| Activity |
Copy all the entries below exactly, but not the pictures.

| The records |
= Beginning of Section =

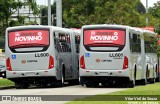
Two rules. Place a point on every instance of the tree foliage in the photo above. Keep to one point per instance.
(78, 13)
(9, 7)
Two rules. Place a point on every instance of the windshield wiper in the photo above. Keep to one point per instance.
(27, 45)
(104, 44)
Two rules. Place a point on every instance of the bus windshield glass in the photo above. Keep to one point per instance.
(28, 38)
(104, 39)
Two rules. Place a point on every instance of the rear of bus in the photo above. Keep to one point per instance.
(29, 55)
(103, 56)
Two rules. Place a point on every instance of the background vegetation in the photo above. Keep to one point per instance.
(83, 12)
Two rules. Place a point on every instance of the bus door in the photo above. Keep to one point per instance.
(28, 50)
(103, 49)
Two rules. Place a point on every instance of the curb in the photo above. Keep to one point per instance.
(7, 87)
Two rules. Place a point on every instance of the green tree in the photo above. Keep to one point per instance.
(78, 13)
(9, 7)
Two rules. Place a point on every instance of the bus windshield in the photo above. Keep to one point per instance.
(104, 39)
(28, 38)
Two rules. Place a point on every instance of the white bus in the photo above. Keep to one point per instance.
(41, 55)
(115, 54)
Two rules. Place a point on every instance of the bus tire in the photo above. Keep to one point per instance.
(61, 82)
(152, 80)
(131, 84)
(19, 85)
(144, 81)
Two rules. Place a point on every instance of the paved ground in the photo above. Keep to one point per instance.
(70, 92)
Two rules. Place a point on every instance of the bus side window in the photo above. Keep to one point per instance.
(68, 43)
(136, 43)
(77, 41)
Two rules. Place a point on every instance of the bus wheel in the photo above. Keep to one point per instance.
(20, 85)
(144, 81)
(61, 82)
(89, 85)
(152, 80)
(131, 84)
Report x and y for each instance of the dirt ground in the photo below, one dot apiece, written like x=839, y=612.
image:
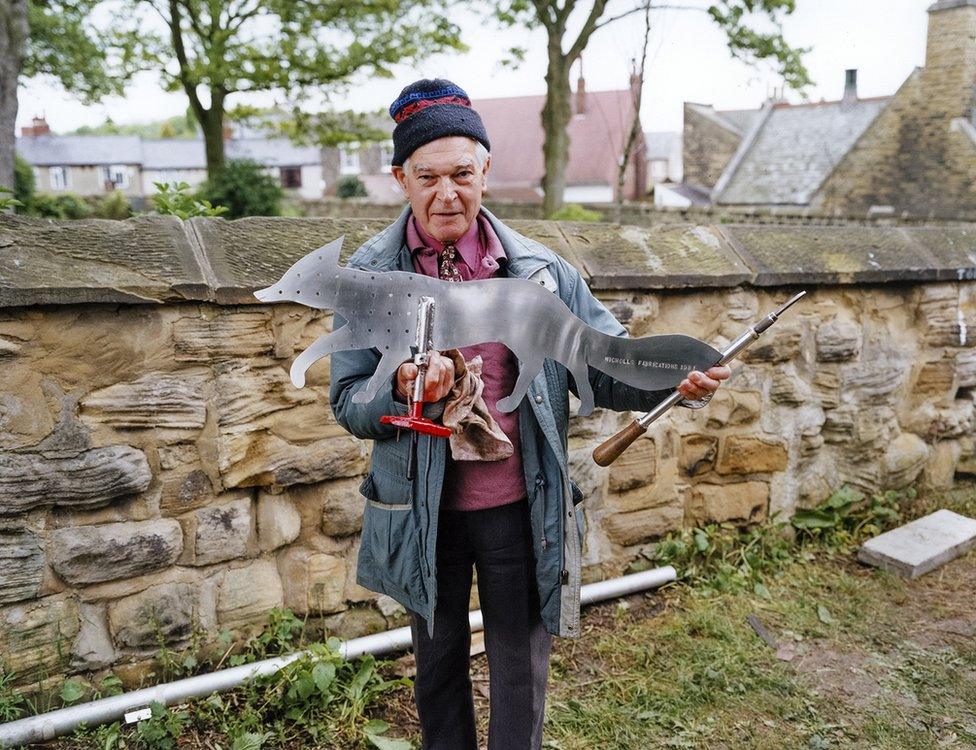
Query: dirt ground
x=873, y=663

= End of Section =

| Final answer |
Two rules. Place a point on every instance of the tree foliage in the photo above. Keep to one point per instance.
(78, 13)
(9, 7)
Two rules. Place a point on every instance of the windshield wiper in the photo above. Keep to one point per instance.
(27, 45)
(104, 44)
Two rules. Place a point on every instance of the bus windshield glass in the photo above. Keep to one point per instance.
(28, 38)
(104, 39)
Two rules. Place a point on every instance of the rear of bus in the photo above. Keep to one point per instance.
(29, 55)
(103, 56)
Two rules. Place a point on every instance of the background vegetation in the photo above. Keep to one point per instance.
(83, 12)
Two rules. Place a point on every instance of the bus door in the photo above. Keep to one point per instance.
(28, 50)
(103, 49)
Two rules. Place a point on every instance of the curb in the photo above. Keep to one point per instance.
(7, 87)
Two rules. Place a point on every instance of the green tree in the photo above. Keep to one point per instance.
(78, 13)
(9, 7)
Two rules. Place a point on every instance of the bus windshield in the photo above. Keep to one point per instance.
(104, 39)
(28, 38)
Two rules. Place a point on every instance of the white bus in the photo above. Keep to one point per instance.
(41, 55)
(115, 54)
Two rules. Place a point on every instance of the bus tire in the photo above. Keep to one point per instance.
(61, 82)
(152, 80)
(131, 84)
(19, 85)
(144, 81)
Two rules. Place a point on every instance of the paved ground in the photo above. Keep to one point per instance.
(70, 92)
Two rules. Place a point on every instance of the bus side window in the photo above. Keep to one point per instance.
(68, 43)
(136, 43)
(77, 41)
Two rules. Place a point on every instance of the bus wheel in the photo above. Keep to one point per instance.
(20, 85)
(144, 81)
(61, 82)
(89, 85)
(152, 80)
(131, 84)
Report x and y for each instance of the dirt ground in the photo below, one dot apiece, written like x=839, y=612.
image:
Query: dirt ground
x=873, y=663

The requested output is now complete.